DATA UNDER STUDY:
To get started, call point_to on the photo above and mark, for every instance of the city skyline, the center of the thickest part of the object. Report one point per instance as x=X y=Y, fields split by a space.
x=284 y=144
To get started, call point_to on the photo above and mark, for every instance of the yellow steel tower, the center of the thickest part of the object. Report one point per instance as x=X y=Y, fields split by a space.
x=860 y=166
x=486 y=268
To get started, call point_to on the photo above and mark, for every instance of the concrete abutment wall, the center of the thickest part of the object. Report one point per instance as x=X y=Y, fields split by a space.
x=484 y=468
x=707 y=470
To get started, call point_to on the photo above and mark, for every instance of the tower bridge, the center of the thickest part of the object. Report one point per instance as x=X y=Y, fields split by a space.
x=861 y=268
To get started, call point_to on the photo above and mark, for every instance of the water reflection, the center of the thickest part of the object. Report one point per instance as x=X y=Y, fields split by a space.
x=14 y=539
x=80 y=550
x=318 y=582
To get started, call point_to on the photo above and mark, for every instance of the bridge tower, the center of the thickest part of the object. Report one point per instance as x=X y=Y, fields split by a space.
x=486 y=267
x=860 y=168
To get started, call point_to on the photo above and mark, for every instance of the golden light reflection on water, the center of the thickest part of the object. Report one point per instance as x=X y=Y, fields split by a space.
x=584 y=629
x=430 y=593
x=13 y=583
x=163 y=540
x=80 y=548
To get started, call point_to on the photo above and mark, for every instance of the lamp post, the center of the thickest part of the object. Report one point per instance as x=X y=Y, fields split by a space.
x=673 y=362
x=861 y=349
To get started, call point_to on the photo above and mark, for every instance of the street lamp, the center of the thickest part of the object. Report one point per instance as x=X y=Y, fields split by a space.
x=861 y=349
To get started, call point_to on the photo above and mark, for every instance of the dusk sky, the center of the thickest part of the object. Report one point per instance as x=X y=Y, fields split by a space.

AIM OF THE TASK: Reproduce the whole listing without changing anything.

OUTPUT FOR THIS EXERCISE:
To get started, call point_to on the photo above and mark, for every instance of the city skyline, the center of the thickest part of the object. Report one point per instance as x=X y=Y, fields split by a space.
x=284 y=144
To get started, call point_to on the photo above and mark, for every instance of the yellow steel tower, the center of the thickest part of the object. Report one point per instance as x=X y=Y, fields split by a space.
x=860 y=166
x=486 y=268
To get started, call point_to on the photo above and mark, for every instance of the concrete abutment wall, the center of the thickest part of the object. Report one point per instance as x=X y=Y, fields split by a space.
x=484 y=468
x=707 y=470
To get started, call point_to on the photo above and mark, for every instance of the tower bridge, the center of the thickest part of the object. Report one point per instance as x=X y=Y, fields split by a space.
x=861 y=268
To get started, call point_to on the photo above and mark, for every instance of the water reflection, the center of the thickest part of the object. Report one point per instance as x=X y=Y, fields split by a space.
x=14 y=539
x=80 y=550
x=318 y=582
To get started, call point_to on the photo above and mark, for every instance of the bridge tower, the center of the thickest part of the object. Report one point per instance as x=X y=Y, fields split by a space.
x=486 y=267
x=860 y=168
To get started, call point_to on the photo above and mark, for every instance of the golden light reflection on water, the center of the thickest part of the object. Report one point per instance as x=X y=Y, fields split by a space.
x=584 y=629
x=430 y=593
x=13 y=583
x=163 y=540
x=80 y=548
To get started, call point_to on the photo above and mark, for every instance of the lamp post, the center of the thickest part of the object. Report one point per instance as x=X y=Y, fields split by a space.
x=673 y=362
x=861 y=349
To get started, call point_to on the photo above and mark, for every instance of the street lamp, the center of the thickest part of the object. Report one point per instance as x=X y=Y, fields split by a space.
x=861 y=349
To get started, call point_to on the photo above and mark, for every instance of the dusk sky, the center of the thickest part of the object. Report one point per instance as x=X y=Y, fields split by a space.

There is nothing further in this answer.